Linhas de um conjunto de dados sobre onde os objetos aparecem

● ● ● ● ● ● ●

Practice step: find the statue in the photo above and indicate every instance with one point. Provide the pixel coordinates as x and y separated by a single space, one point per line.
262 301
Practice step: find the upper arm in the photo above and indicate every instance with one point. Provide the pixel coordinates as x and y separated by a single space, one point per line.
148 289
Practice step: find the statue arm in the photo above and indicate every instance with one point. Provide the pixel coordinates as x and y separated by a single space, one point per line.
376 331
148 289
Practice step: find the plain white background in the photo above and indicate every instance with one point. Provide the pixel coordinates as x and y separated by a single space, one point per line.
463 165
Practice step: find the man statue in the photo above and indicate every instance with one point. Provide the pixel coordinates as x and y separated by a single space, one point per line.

● ● ● ● ● ● ●

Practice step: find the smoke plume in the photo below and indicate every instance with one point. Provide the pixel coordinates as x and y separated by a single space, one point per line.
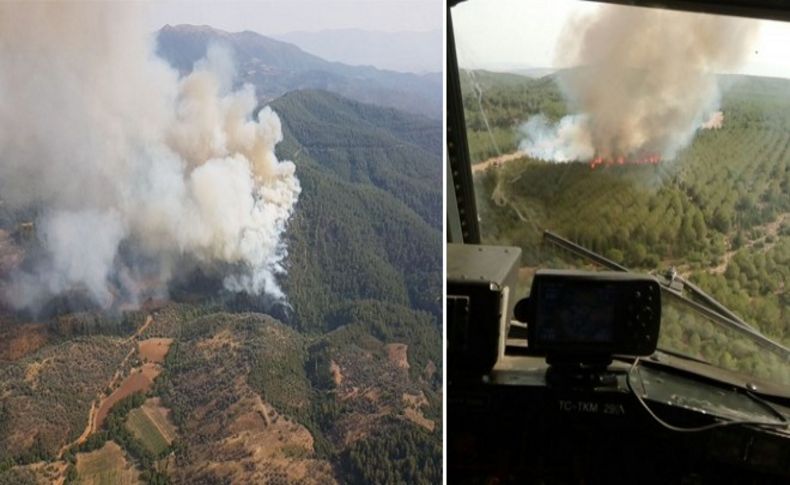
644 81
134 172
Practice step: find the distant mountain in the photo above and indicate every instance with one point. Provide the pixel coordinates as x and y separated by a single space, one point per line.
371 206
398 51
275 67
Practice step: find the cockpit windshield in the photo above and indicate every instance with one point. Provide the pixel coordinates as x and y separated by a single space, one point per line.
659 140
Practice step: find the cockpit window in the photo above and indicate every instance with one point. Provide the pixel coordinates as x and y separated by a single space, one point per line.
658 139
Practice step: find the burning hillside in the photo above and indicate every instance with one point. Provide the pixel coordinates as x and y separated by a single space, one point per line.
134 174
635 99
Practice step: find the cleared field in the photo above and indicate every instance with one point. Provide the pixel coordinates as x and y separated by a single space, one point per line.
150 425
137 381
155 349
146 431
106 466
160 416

● ● ● ● ● ● ●

> [Descrição do problema]
Troque "statue" por "sculpture" no trecho que começa na linha que contém "Practice step: find the plain" e termina na linha que contém "Practice step: find the man", incluindo ambas. Reproduza somente essas linhas, com o restante inalterado.

> [Resposta abaixo]
Practice step: find the plain white background in the photo above and indicate every instance with one point. Provide the pixel coordinates as x and y separated by a single space, one point per line.
463 165
Practice step: find the man sculpture in the photo above and indicate every instance with one point. Provide the pixel coordinates as x and y separated by a single space, one point per line.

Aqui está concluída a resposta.